### Exercise requirements:
Show all lines of the listing that contain the word "beige".

### Available data:
··········
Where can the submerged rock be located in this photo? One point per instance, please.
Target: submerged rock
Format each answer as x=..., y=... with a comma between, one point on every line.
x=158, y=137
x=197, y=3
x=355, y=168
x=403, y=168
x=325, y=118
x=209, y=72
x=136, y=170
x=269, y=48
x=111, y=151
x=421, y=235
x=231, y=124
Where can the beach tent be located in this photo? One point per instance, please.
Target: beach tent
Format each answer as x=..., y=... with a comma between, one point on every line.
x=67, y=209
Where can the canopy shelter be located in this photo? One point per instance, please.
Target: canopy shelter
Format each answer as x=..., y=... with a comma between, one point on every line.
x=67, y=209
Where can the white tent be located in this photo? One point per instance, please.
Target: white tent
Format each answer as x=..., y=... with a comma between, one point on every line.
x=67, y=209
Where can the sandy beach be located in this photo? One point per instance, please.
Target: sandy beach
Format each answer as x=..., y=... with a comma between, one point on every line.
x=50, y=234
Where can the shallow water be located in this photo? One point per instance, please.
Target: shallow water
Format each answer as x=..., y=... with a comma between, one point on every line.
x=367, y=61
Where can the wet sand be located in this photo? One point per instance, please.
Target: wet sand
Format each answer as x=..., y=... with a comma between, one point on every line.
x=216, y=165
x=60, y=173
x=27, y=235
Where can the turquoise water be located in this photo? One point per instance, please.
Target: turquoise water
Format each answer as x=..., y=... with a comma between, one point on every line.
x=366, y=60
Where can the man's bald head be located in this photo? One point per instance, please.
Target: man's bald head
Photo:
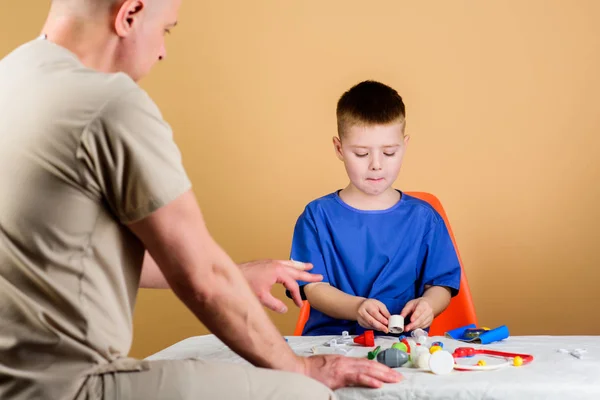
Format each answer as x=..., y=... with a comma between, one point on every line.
x=95, y=7
x=113, y=35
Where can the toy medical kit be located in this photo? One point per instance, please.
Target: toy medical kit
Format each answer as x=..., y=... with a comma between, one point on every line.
x=396, y=324
x=577, y=353
x=400, y=346
x=373, y=354
x=461, y=352
x=393, y=358
x=366, y=339
x=472, y=334
x=419, y=335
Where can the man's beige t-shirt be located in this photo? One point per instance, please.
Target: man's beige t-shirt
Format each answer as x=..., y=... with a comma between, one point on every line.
x=82, y=153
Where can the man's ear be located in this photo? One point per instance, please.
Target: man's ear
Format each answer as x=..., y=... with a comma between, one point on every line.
x=128, y=16
x=337, y=145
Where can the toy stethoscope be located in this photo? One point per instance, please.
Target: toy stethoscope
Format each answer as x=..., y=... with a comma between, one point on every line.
x=462, y=352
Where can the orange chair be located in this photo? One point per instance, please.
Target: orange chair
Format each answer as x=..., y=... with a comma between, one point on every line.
x=459, y=313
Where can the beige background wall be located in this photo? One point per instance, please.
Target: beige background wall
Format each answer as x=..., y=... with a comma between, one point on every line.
x=503, y=110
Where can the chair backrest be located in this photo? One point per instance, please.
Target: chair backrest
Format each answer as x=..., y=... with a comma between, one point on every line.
x=461, y=310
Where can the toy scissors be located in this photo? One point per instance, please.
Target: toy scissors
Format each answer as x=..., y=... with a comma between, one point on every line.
x=461, y=352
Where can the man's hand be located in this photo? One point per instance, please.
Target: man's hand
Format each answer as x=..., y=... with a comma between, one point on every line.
x=337, y=371
x=263, y=274
x=373, y=314
x=422, y=314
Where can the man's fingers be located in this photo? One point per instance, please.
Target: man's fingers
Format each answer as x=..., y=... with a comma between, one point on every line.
x=273, y=303
x=297, y=265
x=305, y=276
x=384, y=311
x=292, y=286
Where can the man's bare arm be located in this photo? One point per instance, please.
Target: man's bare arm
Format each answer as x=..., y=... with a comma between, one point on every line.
x=211, y=285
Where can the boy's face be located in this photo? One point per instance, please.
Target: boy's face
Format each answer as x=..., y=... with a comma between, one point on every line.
x=372, y=155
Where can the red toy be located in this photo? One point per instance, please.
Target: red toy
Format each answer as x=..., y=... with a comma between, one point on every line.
x=366, y=339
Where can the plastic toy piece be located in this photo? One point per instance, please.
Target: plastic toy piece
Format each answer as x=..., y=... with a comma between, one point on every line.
x=393, y=358
x=346, y=338
x=407, y=344
x=472, y=334
x=423, y=360
x=441, y=362
x=396, y=324
x=372, y=354
x=419, y=335
x=518, y=359
x=401, y=346
x=366, y=339
x=433, y=349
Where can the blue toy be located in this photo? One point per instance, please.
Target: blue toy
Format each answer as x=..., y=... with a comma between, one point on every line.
x=472, y=334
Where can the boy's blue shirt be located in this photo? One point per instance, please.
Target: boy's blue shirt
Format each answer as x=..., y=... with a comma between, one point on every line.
x=388, y=255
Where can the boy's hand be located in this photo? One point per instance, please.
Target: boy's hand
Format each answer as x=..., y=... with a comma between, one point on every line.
x=422, y=314
x=373, y=314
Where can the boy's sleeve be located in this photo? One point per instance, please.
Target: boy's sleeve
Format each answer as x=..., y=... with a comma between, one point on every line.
x=440, y=264
x=306, y=247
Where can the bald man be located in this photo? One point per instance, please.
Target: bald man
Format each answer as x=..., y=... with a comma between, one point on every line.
x=95, y=203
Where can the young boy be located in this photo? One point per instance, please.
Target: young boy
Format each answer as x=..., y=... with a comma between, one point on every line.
x=381, y=252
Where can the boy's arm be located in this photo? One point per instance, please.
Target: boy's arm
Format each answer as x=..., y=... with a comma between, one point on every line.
x=424, y=309
x=369, y=313
x=438, y=297
x=332, y=301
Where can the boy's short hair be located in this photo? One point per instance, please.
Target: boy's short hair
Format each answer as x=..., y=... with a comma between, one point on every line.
x=369, y=103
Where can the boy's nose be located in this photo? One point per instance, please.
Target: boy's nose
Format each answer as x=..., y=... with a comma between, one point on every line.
x=375, y=164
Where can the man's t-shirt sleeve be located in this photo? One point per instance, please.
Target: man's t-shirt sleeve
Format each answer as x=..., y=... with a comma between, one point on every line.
x=130, y=157
x=441, y=266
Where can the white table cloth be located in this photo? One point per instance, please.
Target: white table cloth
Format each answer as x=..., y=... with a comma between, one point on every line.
x=552, y=374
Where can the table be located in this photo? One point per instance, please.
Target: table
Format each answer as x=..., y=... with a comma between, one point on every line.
x=552, y=374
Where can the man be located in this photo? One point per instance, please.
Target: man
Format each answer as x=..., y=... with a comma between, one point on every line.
x=91, y=183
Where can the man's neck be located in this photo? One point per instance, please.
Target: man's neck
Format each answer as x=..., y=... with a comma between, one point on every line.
x=90, y=42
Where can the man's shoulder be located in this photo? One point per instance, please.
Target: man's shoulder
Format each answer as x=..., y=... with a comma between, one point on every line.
x=47, y=71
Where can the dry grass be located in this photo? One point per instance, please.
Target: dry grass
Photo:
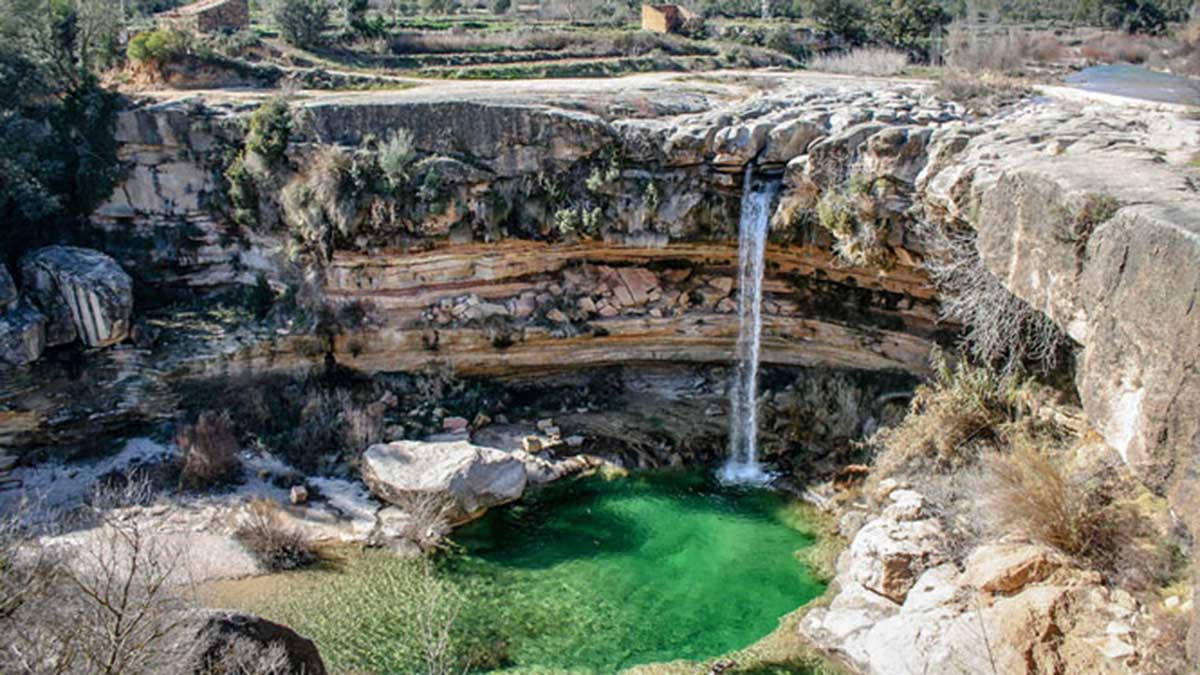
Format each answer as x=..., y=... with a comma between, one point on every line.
x=1000, y=328
x=275, y=544
x=426, y=525
x=867, y=61
x=981, y=93
x=1117, y=47
x=952, y=419
x=209, y=452
x=1033, y=494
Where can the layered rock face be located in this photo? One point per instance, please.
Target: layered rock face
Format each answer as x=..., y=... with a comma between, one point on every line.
x=1123, y=285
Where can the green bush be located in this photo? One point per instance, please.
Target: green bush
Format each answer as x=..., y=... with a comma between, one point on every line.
x=909, y=24
x=396, y=159
x=159, y=46
x=301, y=22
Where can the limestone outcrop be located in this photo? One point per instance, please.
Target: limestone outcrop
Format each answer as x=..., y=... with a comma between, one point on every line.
x=467, y=478
x=83, y=293
x=22, y=335
x=903, y=607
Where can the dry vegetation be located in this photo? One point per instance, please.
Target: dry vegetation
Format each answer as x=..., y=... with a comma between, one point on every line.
x=873, y=61
x=275, y=543
x=1000, y=328
x=113, y=599
x=209, y=452
x=1002, y=455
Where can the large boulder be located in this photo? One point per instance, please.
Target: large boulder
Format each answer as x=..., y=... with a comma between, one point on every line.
x=22, y=335
x=471, y=478
x=229, y=641
x=889, y=553
x=83, y=293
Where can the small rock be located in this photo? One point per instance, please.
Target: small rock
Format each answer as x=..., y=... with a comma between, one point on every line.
x=299, y=494
x=723, y=284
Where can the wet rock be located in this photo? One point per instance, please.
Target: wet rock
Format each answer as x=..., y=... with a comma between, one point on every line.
x=791, y=139
x=83, y=293
x=471, y=478
x=7, y=290
x=221, y=637
x=889, y=553
x=22, y=335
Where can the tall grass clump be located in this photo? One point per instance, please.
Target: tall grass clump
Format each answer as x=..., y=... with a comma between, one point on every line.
x=952, y=419
x=1000, y=328
x=867, y=61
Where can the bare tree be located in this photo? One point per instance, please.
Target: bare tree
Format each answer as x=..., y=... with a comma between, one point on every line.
x=1001, y=329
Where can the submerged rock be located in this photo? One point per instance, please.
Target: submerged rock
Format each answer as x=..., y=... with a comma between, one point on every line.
x=22, y=335
x=83, y=293
x=471, y=478
x=223, y=639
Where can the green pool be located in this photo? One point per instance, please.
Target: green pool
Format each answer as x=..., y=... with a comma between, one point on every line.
x=592, y=575
x=615, y=573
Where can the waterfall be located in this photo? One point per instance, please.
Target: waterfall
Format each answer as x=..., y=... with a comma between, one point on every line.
x=743, y=463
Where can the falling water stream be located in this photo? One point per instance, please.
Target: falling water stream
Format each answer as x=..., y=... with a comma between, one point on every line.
x=743, y=465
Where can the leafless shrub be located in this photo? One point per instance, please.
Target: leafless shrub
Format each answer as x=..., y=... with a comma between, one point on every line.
x=1033, y=493
x=108, y=602
x=209, y=451
x=951, y=418
x=983, y=94
x=426, y=524
x=439, y=608
x=868, y=61
x=276, y=544
x=997, y=51
x=334, y=420
x=241, y=656
x=1000, y=328
x=1115, y=47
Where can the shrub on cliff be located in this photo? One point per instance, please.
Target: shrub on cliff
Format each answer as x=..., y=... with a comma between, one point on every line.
x=270, y=130
x=1000, y=328
x=209, y=451
x=157, y=47
x=952, y=418
x=276, y=544
x=58, y=155
x=301, y=22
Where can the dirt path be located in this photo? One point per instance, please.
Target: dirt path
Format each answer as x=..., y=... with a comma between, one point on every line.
x=718, y=84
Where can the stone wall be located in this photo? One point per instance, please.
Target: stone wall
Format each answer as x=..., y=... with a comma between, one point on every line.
x=210, y=16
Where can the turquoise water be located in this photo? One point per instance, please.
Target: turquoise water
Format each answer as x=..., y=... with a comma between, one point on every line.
x=598, y=575
x=589, y=575
x=1137, y=82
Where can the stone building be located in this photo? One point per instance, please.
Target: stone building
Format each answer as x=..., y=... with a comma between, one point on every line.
x=670, y=18
x=210, y=16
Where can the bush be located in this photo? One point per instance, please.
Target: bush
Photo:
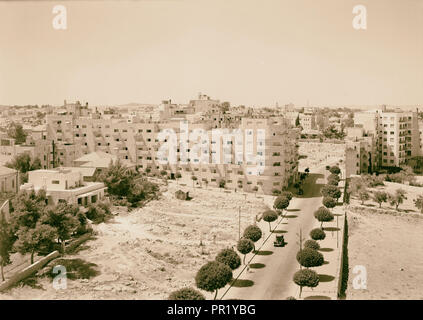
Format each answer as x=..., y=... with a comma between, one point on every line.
x=186, y=294
x=333, y=179
x=98, y=212
x=317, y=234
x=329, y=202
x=213, y=276
x=287, y=194
x=308, y=257
x=306, y=278
x=245, y=246
x=229, y=257
x=281, y=202
x=335, y=170
x=331, y=191
x=253, y=233
x=270, y=216
x=312, y=244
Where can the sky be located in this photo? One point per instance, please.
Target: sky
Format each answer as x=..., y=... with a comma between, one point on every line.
x=250, y=52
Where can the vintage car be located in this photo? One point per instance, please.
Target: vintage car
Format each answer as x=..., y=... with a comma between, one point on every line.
x=279, y=242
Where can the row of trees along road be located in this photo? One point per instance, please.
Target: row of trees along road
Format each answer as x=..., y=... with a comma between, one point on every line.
x=216, y=274
x=309, y=256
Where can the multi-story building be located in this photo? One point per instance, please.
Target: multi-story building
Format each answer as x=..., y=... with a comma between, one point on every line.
x=140, y=141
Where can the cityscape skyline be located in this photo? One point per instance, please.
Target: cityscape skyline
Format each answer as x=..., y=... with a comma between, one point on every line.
x=175, y=49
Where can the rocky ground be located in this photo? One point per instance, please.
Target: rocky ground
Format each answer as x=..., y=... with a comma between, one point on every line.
x=389, y=244
x=149, y=252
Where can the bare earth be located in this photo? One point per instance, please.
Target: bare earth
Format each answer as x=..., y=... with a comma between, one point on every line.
x=150, y=252
x=390, y=246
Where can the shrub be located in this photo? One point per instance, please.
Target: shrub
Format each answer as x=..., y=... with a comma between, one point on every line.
x=97, y=213
x=329, y=202
x=323, y=215
x=213, y=276
x=335, y=170
x=270, y=216
x=397, y=198
x=333, y=179
x=363, y=195
x=281, y=202
x=306, y=278
x=186, y=294
x=308, y=257
x=253, y=233
x=245, y=246
x=331, y=191
x=229, y=257
x=317, y=234
x=312, y=244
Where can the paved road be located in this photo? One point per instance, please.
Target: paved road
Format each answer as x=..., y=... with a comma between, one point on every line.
x=272, y=271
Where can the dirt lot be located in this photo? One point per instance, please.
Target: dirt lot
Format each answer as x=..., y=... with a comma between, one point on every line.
x=390, y=245
x=147, y=253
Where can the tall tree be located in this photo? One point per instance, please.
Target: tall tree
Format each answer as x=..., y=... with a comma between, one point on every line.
x=63, y=218
x=16, y=131
x=35, y=240
x=6, y=243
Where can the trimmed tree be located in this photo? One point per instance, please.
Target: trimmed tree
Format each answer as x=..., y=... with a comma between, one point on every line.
x=331, y=191
x=329, y=202
x=245, y=246
x=323, y=215
x=308, y=257
x=213, y=276
x=36, y=240
x=379, y=197
x=229, y=257
x=335, y=170
x=186, y=294
x=63, y=218
x=270, y=216
x=306, y=278
x=253, y=233
x=255, y=189
x=287, y=194
x=333, y=179
x=313, y=244
x=317, y=234
x=397, y=198
x=281, y=203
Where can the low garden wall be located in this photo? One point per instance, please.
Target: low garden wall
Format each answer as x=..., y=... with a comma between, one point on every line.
x=26, y=272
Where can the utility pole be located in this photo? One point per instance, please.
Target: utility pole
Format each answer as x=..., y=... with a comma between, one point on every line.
x=300, y=242
x=239, y=222
x=53, y=151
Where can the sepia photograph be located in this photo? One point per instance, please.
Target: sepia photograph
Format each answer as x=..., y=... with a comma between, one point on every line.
x=216, y=150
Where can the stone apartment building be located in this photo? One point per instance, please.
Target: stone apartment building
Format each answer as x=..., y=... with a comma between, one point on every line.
··········
### Output of the task:
Where can the man's beige t-shirt be located in this photo? One point per instance, please.
Target: man's beige t-shirt
Where can the beige background wall be located in this photo? One point per instance, please.
Target: beige background wall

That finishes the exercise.